• Quoted passage
┏━━

At 10 a.m. Monday, the Supreme Court returns to the question of local governments’ power to control outdoor signs as a way to avoid clutter and hazards to safety.  Arguing for a small church in Arizona and its pastor challenging a sign law in the case of Reed v. Town of Gilbert will be David A. Cortman of Lawrenceville, Georgia, an attorney with the legal advocacy group Alliance Defending Freedom.  He will have twenty-five minutes of time.  Eric J. Feigin, an assistant to the U.S. Solicitor General, will argue next, for the federal government, with ten minutes of time, appearing in support of neither side in the case.  The town of Gilbert will be represented by Philip W. Savrin of the Atlanta law firm of Freeman Mathis & Gary, with twenty-five minutes of time.

Background

Outdoor signs are hard to miss, and that, of course, is what keeps them popping up all across America.  For all of the simplicity of the messages that they usually convey, to quickly catch the eye of the passing public, they stand in the midst of a complex structure of constitutional law.  Government cannot ban them just because of what they say, but it can decide when and where they will be allowed and something about what they can look like.  Defining those limits, though, is at the core of the constitutional problem.

The Supreme Court’s next look at the constitutional structure will focus on one kind of sign: a curbside placard that points the public to an event, short in duration.  Can the rules be different for signs that go up during election season and signs that convey a social or cultural message than for signs that a local church puts up to draw people to a temporary worship site?  And, if the rules are different, what test should be used to judge the rules’ constitutionality?

┗━━

• Brief 1
Set down the part of the Reed v. Town of Gilbert preview starting with "The Supreme Court’s" and going on through "the rules’ constitutionality?".
• Brief 2
Answer these questions about the Reed v. Town of Gilbert preview:
(a) How many minutes of argument time will David A. Cortman have?
(b) What law firm is Philip W. Savrin with?
(c) What kind of sign will the Supreme Court's next look focus on?
• Brief 3
Can you extend the Reed v. Town of Gilbert preview beyond its last sentence?

• Listed entries
┏━━

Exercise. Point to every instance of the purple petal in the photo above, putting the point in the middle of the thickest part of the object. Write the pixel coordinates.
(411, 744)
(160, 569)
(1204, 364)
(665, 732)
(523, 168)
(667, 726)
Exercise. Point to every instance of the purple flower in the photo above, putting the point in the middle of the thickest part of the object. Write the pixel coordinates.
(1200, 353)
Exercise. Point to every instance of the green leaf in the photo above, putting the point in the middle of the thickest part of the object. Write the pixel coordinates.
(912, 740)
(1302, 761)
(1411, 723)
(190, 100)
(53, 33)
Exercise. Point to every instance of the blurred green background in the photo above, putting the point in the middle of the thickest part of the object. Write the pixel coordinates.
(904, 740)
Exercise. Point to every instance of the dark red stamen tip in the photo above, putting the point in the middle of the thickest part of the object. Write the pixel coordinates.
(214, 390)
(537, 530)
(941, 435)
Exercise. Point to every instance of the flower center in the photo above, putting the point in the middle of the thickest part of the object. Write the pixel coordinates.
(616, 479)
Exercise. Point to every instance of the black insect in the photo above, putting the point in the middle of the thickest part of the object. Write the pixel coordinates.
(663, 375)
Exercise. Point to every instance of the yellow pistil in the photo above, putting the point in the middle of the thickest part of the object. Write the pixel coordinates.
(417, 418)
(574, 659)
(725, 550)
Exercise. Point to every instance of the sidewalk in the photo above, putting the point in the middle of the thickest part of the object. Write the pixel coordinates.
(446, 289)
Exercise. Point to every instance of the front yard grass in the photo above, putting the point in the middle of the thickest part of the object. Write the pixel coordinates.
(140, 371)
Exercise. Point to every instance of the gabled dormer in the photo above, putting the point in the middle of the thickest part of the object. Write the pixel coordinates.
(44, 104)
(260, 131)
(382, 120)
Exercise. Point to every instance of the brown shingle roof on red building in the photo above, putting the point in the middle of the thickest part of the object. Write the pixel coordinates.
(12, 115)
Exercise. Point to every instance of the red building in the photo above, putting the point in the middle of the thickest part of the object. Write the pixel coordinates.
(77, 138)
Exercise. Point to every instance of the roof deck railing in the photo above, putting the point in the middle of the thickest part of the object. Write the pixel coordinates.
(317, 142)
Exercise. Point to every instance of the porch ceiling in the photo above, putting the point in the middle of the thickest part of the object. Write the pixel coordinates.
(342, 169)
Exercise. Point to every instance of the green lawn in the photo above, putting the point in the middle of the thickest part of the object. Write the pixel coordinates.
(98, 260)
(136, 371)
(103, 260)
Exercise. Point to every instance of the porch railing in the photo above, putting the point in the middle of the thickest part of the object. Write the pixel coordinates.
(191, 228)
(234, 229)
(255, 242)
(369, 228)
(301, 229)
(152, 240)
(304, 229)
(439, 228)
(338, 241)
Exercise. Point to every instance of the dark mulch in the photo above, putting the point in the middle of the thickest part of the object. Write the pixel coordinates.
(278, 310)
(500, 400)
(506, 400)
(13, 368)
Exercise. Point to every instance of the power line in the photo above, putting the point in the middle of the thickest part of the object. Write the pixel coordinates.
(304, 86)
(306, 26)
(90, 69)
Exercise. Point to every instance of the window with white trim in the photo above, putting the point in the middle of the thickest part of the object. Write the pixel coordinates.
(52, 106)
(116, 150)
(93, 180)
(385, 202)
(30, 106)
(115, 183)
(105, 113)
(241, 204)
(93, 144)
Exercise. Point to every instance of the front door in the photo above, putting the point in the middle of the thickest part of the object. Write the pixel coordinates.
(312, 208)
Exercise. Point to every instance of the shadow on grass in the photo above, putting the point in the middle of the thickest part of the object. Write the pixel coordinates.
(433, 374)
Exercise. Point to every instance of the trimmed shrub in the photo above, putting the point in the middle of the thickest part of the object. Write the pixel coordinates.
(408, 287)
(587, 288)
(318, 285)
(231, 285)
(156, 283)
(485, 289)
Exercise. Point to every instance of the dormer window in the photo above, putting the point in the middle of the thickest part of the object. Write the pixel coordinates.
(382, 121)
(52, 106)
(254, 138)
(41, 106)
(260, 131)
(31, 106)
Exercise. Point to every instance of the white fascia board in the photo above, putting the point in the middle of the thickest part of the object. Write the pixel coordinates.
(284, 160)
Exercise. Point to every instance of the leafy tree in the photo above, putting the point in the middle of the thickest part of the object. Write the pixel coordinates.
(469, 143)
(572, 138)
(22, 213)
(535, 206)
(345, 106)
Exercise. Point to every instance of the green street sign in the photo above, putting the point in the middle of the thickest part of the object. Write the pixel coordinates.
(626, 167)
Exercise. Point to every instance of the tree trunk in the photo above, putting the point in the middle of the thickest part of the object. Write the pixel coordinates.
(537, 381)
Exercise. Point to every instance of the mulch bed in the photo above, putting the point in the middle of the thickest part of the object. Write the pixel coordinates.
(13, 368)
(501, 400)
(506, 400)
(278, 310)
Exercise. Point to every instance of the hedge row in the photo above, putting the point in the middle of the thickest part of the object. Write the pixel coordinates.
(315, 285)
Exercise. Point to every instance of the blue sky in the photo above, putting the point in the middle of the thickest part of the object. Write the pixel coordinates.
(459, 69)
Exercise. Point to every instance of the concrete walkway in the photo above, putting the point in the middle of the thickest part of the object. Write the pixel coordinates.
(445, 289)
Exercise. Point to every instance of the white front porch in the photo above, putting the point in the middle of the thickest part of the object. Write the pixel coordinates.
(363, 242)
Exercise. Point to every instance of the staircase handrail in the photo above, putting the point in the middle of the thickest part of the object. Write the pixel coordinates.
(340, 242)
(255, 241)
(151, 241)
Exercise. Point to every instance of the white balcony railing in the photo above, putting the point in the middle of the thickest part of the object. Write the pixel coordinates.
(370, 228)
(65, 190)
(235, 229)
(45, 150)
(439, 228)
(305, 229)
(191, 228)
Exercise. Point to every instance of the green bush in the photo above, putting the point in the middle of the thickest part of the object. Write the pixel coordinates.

┗━━

• Task answer 1
The Supreme Court’s next look at the constitutional structure will focus on one kind of sign: a curbside placard that points the public to an event, short in duration.  Can the rules be different for signs that go up during election season and signs that convey a social or cultural message than for signs that a local church puts up to draw people to a temporary worship site?  And, if the rules are different, what test should be used to judge the rules’ constitutionality?

• Task answer 2
(a) Twenty-five minutes.
(b) Freeman Mathis & Gary, an Atlanta law firm.
(c) A curbside placard that points the public to an event of short duration.

• Task answer 3
The Good News Community Church, a congregation that usually numbers about thirty adults and ten children, has been in a running First Amendment battle with the fast-growing Arizona community of Gilbert, in the central part of the state near Chandler and Tempe.  The legal contest has persisted through several variations of local sign ordinances that Gilbert’s government has adopted with the aim of protecting the aesthetics of the city and reducing chances that signs will be a hazard to street traffic.

Gilbert requires in general that people or groups who want to put up an outdoor sign get a permit to do so, although the permit requirement does not exist for those who can qualify for one of nineteen separate exemptions.  Gilbert will allow a curbside sign, put up only temporarily,  that is directional in nature, if it is keyed to an event within the community.  But within the exempted categories, there are differing requirements on size, duration of display, permission from private property owners, and option to place them in public rights of way, such as a median strip.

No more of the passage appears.